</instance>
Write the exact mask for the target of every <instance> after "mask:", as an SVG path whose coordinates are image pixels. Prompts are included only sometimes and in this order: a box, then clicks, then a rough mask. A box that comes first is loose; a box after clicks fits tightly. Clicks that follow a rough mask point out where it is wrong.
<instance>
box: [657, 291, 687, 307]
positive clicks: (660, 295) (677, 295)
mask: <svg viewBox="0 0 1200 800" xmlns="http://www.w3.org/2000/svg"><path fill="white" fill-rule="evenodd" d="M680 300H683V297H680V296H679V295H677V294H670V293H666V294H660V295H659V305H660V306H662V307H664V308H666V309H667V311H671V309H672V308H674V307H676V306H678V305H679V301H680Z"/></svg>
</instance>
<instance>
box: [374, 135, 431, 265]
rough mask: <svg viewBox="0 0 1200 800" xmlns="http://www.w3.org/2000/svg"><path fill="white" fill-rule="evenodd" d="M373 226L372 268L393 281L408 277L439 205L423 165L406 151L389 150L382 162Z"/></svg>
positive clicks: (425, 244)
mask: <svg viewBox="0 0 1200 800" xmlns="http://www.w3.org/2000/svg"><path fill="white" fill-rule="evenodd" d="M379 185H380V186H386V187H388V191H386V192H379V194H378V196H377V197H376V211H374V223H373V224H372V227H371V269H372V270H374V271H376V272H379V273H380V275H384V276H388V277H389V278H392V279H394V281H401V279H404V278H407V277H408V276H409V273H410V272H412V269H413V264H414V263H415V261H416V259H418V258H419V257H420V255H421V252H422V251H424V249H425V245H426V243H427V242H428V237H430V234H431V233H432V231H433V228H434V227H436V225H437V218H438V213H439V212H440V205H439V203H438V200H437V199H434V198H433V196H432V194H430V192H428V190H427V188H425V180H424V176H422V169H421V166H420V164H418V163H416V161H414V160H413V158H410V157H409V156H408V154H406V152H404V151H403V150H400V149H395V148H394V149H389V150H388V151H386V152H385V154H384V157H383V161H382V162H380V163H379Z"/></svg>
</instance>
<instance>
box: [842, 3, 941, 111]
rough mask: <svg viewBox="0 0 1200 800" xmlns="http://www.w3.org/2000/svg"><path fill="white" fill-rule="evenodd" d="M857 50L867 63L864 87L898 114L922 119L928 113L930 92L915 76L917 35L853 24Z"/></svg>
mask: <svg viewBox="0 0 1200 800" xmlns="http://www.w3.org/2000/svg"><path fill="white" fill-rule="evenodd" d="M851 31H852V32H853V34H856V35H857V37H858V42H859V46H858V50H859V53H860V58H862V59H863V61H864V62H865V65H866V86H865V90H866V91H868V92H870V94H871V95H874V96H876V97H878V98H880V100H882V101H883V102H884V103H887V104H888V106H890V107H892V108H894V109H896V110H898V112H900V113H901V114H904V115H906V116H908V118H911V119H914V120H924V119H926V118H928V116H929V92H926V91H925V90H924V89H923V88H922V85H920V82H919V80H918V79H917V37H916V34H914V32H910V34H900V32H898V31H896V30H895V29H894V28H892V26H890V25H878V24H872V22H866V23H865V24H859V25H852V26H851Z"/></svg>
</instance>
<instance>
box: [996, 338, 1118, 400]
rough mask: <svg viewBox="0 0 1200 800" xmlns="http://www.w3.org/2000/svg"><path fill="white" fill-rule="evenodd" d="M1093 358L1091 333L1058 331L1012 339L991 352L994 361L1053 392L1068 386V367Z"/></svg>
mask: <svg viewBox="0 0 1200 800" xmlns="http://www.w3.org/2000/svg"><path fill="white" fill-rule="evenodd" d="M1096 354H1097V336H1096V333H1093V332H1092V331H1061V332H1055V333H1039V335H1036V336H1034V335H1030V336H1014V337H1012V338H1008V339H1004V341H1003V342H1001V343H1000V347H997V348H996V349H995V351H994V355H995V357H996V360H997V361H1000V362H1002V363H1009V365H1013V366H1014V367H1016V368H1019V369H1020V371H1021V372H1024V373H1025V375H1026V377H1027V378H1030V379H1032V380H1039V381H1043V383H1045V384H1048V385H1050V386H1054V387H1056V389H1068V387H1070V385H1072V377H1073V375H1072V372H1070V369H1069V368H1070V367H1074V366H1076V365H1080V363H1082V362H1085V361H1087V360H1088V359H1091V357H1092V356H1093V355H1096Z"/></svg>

REQUIRED WORK: Within the material above, output exactly the lines from the one with "box: [374, 135, 431, 265]" through the one with "226L372 268L393 281L408", end lines included, and nothing besides.

RESPONSE:
box: [374, 135, 431, 265]
rough mask: <svg viewBox="0 0 1200 800" xmlns="http://www.w3.org/2000/svg"><path fill="white" fill-rule="evenodd" d="M373 226L372 268L393 281L408 277L439 205L423 165L406 151L389 150L382 162Z"/></svg>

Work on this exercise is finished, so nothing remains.